━━ SOURCE MATERIAL

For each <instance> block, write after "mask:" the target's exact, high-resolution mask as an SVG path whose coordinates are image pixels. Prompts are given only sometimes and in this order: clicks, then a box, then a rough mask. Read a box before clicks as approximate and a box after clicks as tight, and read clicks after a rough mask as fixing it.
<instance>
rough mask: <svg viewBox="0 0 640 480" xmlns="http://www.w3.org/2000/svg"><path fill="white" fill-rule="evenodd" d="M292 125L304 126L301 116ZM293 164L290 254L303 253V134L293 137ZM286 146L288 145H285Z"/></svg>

━━━━
━━ SOURCE MATERIAL

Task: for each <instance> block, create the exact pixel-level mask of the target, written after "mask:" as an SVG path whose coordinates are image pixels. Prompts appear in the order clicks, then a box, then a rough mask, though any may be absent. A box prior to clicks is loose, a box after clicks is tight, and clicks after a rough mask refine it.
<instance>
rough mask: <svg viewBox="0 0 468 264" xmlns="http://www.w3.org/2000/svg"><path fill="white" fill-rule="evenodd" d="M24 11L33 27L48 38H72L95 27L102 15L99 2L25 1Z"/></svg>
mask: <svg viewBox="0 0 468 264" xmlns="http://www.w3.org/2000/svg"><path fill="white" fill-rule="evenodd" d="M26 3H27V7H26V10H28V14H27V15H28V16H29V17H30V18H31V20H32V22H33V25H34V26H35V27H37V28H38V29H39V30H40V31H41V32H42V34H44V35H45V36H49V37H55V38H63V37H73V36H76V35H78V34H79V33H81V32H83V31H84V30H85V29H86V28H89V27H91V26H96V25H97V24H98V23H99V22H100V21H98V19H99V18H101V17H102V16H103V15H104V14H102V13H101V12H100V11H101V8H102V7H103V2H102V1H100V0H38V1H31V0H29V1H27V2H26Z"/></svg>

━━━━
━━ SOURCE MATERIAL

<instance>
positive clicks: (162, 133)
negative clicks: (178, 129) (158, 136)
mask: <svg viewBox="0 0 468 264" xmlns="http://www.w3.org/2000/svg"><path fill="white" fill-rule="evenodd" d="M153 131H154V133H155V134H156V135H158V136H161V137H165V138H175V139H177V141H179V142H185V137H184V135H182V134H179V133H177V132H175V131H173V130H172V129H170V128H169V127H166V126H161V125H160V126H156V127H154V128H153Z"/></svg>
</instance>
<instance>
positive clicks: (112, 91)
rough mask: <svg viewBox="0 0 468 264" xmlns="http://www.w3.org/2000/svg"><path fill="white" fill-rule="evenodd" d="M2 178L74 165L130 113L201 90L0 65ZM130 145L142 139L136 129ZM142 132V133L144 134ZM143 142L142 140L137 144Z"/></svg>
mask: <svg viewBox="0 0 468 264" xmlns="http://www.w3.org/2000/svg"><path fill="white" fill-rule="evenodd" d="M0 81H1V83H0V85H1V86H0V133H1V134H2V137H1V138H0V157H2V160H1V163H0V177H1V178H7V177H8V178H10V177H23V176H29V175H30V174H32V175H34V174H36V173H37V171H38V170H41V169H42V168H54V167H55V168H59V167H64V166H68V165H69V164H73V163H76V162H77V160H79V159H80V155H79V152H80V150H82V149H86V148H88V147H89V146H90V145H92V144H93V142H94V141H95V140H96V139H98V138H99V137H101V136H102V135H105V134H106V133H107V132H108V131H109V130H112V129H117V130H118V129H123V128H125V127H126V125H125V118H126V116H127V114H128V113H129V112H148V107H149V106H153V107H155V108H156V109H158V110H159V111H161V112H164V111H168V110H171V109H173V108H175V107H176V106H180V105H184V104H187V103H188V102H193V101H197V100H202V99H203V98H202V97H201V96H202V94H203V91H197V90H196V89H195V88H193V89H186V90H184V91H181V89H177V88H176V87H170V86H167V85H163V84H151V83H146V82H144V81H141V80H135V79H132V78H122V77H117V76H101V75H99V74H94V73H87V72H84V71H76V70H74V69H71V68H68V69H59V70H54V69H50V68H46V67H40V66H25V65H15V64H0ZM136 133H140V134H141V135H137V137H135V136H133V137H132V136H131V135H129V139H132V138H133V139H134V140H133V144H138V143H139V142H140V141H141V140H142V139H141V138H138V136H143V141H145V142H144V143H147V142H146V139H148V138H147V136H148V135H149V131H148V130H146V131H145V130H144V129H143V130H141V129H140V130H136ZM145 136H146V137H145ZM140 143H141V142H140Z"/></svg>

━━━━

◆ **WHAT IS EXPECTED**
Scan the entries for lines holding the string "positive", then copy every one of them.

◆ **OUTPUT FOR THIS EXERCISE**
positive clicks: (162, 133)
positive clicks: (112, 91)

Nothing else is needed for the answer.